Content starts

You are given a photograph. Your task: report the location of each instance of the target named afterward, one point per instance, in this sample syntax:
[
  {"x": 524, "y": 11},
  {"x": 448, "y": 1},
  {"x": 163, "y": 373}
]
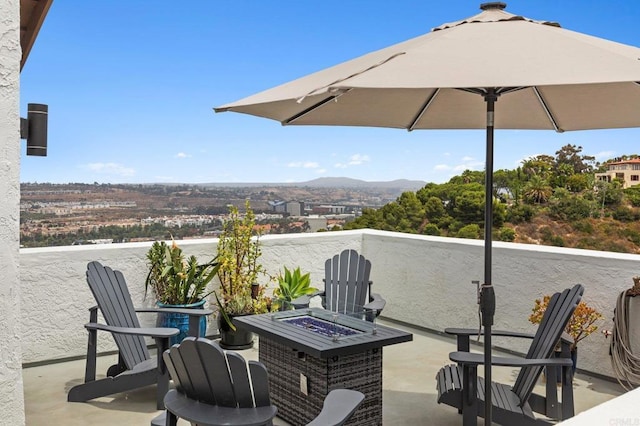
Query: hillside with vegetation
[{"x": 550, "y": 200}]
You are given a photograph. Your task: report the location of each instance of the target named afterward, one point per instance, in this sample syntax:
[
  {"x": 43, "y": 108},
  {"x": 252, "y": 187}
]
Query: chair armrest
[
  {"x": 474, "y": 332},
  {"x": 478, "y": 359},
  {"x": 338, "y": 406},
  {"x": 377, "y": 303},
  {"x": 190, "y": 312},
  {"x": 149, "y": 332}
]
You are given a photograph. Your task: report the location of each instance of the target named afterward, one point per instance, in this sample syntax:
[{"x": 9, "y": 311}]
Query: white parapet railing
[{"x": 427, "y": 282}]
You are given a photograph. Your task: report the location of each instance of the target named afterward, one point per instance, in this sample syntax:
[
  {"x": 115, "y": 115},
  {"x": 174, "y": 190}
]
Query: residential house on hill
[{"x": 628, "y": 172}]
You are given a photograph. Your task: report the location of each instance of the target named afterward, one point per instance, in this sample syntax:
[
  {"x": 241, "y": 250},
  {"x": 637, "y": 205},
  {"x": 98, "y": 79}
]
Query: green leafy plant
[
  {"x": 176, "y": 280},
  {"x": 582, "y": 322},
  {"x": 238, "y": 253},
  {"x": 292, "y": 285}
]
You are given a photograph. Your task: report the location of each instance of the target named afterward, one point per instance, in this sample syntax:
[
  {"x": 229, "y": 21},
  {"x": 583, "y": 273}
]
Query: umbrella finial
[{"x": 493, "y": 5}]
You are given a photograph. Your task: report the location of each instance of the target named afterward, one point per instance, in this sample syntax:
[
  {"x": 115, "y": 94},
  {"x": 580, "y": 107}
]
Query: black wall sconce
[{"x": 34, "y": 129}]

Content ends

#### PROBLEM
Would you repeat the entries exactly, but with no pictures?

#### RESULT OF THE EXERCISE
You are given a photograph. Your task: report the location of each instance of the target named afterward, one point per instance, in this sample syntax:
[
  {"x": 524, "y": 11},
  {"x": 448, "y": 1},
  {"x": 163, "y": 373}
]
Query: hillside with vegetation
[{"x": 550, "y": 200}]
You are given a photograph. Your task: report the location of each instance of the target named afterward, one point per instance, in this sample syntax:
[
  {"x": 43, "y": 108},
  {"x": 252, "y": 187}
]
Query: chair armrest
[
  {"x": 474, "y": 332},
  {"x": 478, "y": 359},
  {"x": 338, "y": 406},
  {"x": 377, "y": 303},
  {"x": 190, "y": 312},
  {"x": 149, "y": 332}
]
You are given a photograph. Your task: report the location of each instance of the target named afterward, one point per instance, in this sample syntax:
[{"x": 9, "y": 311}]
Query: white parapet railing
[{"x": 427, "y": 282}]
You are given a photograph. Your task: report the location of each instance of the target named afterward, one point per instance, in this sample syntax:
[
  {"x": 115, "y": 115},
  {"x": 174, "y": 190}
]
Query: residential house on hill
[{"x": 628, "y": 172}]
You are given a photograph. Your task: report the location of each instance of the target named afterward, one point per instance, in this sample syntax:
[
  {"x": 241, "y": 250},
  {"x": 637, "y": 205},
  {"x": 98, "y": 79}
]
Query: green leafy plant
[
  {"x": 176, "y": 280},
  {"x": 582, "y": 322},
  {"x": 238, "y": 253},
  {"x": 292, "y": 285}
]
You are given a photograph. Your task: report the location of each instance of the target named afterward, one point per instance, in this sample syntax:
[
  {"x": 229, "y": 21},
  {"x": 583, "y": 273}
]
Query: umbrella finial
[{"x": 493, "y": 5}]
You are given a photograph. Your task: report the location of each instance of the target named afterward, one point per instance, in this sample syntax:
[
  {"x": 115, "y": 94},
  {"x": 580, "y": 107}
]
Query: black wall sconce
[{"x": 34, "y": 129}]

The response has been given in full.